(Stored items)

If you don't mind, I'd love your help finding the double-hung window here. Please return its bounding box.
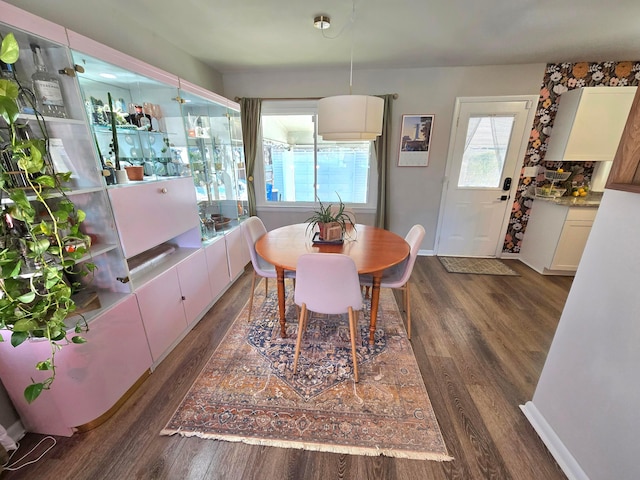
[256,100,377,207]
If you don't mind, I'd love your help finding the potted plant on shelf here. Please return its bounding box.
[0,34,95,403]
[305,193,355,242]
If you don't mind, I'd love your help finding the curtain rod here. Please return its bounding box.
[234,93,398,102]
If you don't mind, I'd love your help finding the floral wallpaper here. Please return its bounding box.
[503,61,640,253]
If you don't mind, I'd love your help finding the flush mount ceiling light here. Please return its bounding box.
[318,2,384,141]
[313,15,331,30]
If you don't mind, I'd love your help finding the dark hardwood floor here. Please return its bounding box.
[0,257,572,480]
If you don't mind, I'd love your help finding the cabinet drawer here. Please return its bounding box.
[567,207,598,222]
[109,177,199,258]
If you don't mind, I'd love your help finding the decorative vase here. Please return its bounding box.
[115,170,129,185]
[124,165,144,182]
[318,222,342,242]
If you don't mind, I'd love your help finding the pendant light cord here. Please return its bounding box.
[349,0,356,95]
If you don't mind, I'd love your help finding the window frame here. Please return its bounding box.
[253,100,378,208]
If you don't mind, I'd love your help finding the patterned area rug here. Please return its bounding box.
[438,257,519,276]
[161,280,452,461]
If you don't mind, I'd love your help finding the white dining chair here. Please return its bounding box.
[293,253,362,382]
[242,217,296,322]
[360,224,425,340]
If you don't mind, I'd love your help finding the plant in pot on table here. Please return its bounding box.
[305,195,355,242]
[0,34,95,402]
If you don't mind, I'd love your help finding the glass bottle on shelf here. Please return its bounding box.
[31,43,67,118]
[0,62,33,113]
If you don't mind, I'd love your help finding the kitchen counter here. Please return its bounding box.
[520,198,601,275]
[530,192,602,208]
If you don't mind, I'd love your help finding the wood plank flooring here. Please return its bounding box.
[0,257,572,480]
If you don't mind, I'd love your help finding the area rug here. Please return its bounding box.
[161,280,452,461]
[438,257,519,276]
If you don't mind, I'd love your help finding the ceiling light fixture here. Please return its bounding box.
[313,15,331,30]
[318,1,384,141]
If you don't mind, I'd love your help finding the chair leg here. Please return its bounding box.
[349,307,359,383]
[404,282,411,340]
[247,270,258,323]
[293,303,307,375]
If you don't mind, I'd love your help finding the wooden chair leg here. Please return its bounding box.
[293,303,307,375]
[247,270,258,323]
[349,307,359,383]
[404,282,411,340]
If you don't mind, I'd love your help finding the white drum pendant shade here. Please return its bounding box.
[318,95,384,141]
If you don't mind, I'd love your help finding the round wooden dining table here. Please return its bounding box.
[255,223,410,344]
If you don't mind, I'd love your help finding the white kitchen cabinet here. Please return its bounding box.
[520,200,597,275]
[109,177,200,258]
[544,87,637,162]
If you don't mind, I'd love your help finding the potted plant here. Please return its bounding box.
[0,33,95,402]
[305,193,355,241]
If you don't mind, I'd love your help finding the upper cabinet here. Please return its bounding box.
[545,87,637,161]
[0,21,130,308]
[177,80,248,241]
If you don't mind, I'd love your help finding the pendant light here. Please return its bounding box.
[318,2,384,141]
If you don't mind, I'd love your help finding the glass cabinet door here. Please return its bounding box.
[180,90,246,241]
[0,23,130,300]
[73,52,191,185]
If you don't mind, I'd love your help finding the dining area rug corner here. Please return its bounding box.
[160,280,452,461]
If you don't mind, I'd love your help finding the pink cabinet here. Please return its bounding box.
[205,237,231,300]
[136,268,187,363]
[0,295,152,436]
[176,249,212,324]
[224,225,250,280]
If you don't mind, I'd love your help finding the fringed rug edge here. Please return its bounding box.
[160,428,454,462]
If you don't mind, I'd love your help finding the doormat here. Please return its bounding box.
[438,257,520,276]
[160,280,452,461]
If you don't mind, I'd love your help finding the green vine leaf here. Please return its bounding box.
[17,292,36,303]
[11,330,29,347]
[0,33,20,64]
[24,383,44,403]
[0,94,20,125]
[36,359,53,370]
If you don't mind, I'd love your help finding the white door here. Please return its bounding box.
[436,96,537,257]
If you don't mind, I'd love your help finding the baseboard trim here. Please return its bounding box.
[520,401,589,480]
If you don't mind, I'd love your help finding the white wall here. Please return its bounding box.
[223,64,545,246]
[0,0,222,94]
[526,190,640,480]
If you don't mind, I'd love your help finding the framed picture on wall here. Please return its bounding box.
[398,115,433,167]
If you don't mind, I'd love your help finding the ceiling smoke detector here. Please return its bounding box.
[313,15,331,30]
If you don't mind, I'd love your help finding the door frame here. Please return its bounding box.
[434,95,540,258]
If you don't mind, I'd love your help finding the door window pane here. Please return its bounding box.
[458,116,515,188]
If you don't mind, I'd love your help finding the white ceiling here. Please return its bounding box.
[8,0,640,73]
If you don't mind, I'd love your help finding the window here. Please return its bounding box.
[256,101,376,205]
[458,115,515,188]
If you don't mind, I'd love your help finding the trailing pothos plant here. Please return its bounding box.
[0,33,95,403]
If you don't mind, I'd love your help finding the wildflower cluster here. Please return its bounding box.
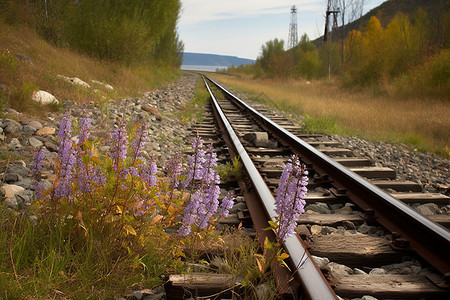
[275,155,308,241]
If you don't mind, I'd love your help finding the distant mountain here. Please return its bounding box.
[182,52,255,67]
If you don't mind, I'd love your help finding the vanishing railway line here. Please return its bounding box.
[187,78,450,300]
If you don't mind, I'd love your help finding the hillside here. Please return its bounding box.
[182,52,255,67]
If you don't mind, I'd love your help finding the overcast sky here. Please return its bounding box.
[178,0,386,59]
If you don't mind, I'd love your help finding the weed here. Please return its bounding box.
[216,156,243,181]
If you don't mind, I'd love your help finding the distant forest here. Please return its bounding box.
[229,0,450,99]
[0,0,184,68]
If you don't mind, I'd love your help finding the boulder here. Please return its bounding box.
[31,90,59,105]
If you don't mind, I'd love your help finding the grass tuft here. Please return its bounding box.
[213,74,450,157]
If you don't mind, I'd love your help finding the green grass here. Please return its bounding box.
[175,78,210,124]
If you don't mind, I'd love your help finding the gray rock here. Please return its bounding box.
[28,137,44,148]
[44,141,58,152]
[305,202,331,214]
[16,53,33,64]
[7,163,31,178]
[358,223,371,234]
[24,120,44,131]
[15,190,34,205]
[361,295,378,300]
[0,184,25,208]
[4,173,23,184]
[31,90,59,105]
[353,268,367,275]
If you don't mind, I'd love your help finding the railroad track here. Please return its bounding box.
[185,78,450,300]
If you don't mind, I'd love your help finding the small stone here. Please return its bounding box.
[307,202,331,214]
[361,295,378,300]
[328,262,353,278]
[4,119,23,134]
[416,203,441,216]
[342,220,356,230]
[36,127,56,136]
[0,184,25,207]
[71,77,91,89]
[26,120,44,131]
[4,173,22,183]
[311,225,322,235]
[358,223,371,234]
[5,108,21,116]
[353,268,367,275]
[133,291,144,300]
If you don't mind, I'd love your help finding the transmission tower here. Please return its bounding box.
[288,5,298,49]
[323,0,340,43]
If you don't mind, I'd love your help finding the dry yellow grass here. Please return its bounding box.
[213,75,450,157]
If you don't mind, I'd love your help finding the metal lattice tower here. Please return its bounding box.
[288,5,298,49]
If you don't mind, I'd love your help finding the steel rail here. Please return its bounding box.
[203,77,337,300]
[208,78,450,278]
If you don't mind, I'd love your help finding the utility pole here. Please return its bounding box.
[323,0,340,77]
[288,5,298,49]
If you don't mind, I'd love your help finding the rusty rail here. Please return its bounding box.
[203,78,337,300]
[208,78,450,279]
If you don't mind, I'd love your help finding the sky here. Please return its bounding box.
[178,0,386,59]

### Task
Reproduce the records from the line containing "green grass here. Please return its bounding box." up to and including the line containing "[175,78,210,124]", with the request text unchanged. Scale every bounding-box coordinate by 0.75 and round each to a whole number, with halves rounded up.

### In response
If you don't mind, I'd love your help finding the green grass here. Please return its bounding box.
[131,59,158,93]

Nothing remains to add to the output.